• [Work task]:
Even where a line looks wrong, copy it exactly and include every entry.
----- Input data
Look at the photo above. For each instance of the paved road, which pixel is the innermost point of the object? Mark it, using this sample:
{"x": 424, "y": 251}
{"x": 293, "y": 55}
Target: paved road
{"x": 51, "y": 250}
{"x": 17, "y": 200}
----------
• [Answer space]:
Look at the photo above. For each instance of the paved road, which pixel is the innermost point of the object? Mark it, using this sample:
{"x": 424, "y": 251}
{"x": 293, "y": 55}
Target: paved road
{"x": 51, "y": 250}
{"x": 17, "y": 200}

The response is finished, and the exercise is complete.